The input:

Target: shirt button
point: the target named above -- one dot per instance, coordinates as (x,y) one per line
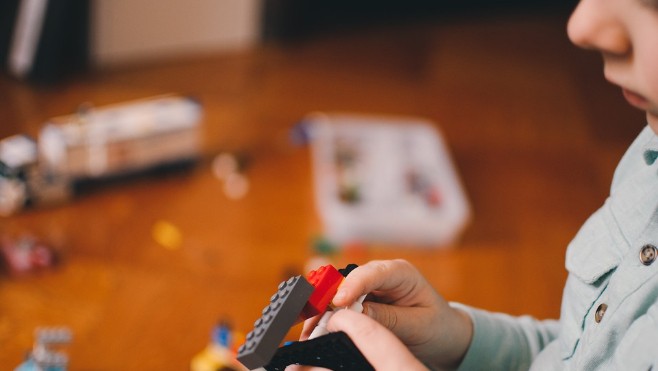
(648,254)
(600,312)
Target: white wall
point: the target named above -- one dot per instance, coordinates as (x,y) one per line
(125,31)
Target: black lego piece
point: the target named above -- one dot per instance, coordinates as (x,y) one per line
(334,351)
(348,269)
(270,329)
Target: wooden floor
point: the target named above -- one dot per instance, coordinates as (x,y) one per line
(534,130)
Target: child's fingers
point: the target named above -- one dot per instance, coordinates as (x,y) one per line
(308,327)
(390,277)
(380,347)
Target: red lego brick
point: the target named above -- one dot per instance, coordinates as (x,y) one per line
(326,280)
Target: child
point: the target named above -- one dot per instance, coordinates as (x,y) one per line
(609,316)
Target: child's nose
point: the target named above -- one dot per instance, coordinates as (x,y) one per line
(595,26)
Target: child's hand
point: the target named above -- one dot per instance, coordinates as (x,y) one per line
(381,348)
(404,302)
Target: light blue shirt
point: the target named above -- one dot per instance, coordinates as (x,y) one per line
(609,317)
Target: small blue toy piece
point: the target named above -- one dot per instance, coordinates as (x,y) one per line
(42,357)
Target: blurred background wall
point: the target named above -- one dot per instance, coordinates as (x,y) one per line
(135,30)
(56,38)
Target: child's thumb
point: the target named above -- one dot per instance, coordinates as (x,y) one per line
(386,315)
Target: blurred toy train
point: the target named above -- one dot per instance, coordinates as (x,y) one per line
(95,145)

...

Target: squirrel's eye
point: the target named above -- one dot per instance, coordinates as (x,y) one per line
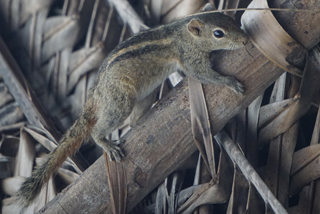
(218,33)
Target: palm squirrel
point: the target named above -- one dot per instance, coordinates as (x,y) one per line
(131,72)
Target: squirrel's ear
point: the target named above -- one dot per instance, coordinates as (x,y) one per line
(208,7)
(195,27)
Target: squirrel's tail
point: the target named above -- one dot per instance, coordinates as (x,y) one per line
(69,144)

Job:
Count the lines in the items above that contain the word "piece", and give only that number.

Output for this task:
2